* **Data section**
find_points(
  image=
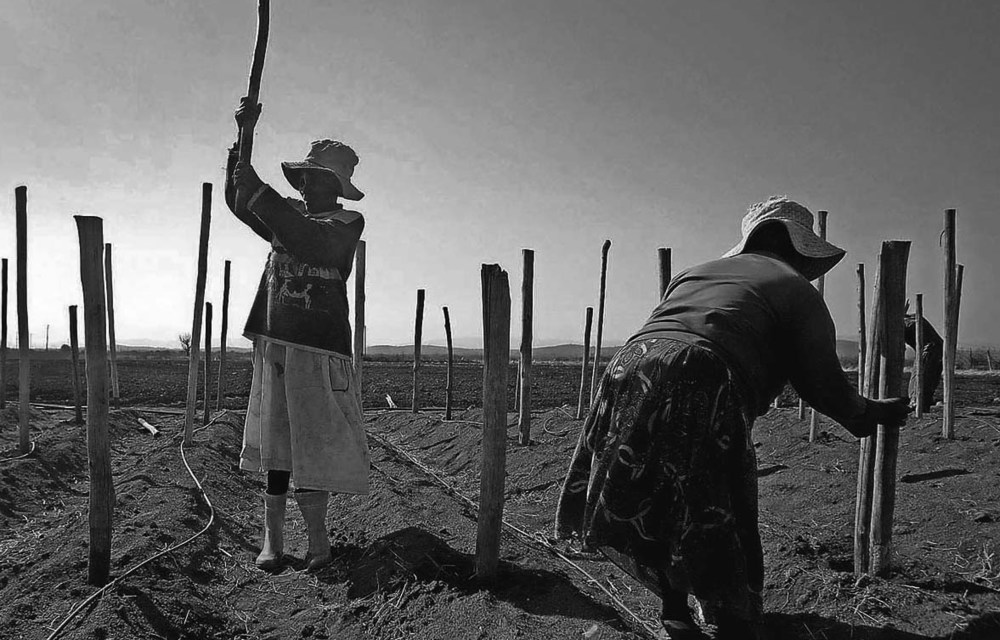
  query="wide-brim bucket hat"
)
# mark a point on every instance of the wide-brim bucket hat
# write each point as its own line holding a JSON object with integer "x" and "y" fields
{"x": 330, "y": 156}
{"x": 820, "y": 255}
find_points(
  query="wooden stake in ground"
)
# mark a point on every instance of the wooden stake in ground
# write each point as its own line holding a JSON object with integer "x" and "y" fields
{"x": 862, "y": 338}
{"x": 207, "y": 380}
{"x": 112, "y": 350}
{"x": 223, "y": 336}
{"x": 586, "y": 361}
{"x": 418, "y": 327}
{"x": 3, "y": 334}
{"x": 23, "y": 340}
{"x": 496, "y": 357}
{"x": 867, "y": 446}
{"x": 527, "y": 307}
{"x": 600, "y": 320}
{"x": 663, "y": 254}
{"x": 918, "y": 349}
{"x": 74, "y": 347}
{"x": 199, "y": 303}
{"x": 359, "y": 312}
{"x": 893, "y": 294}
{"x": 102, "y": 491}
{"x": 950, "y": 343}
{"x": 448, "y": 379}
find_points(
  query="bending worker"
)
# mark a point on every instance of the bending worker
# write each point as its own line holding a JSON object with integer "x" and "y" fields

* **Work to complete**
Before copying, set the pictures aside; then reproduce each entry above exactly.

* **Your solution**
find_points(
  image=
  query="wide-brim bucket hat"
)
# mark a point on every instance of the wide-brim bucket hat
# write each point as its own line holding a JSON object with integer "x" and "y" fields
{"x": 330, "y": 156}
{"x": 820, "y": 255}
find_points(
  query="wooden stake in ground"
)
# mark a point on every instance of the wooden stake in ground
# write each point as its own line holding a JSON object with integer "x" and "y" fields
{"x": 862, "y": 338}
{"x": 207, "y": 380}
{"x": 112, "y": 350}
{"x": 223, "y": 336}
{"x": 586, "y": 361}
{"x": 418, "y": 327}
{"x": 3, "y": 334}
{"x": 23, "y": 340}
{"x": 496, "y": 357}
{"x": 867, "y": 446}
{"x": 527, "y": 307}
{"x": 600, "y": 320}
{"x": 663, "y": 254}
{"x": 918, "y": 349}
{"x": 74, "y": 347}
{"x": 199, "y": 303}
{"x": 359, "y": 312}
{"x": 893, "y": 294}
{"x": 102, "y": 491}
{"x": 950, "y": 343}
{"x": 448, "y": 379}
find_points(
  query="bending worker"
)
# mark a point on every instance of the bending worker
# write each point as its own line holding a JSON object with integer "x" and "y" fields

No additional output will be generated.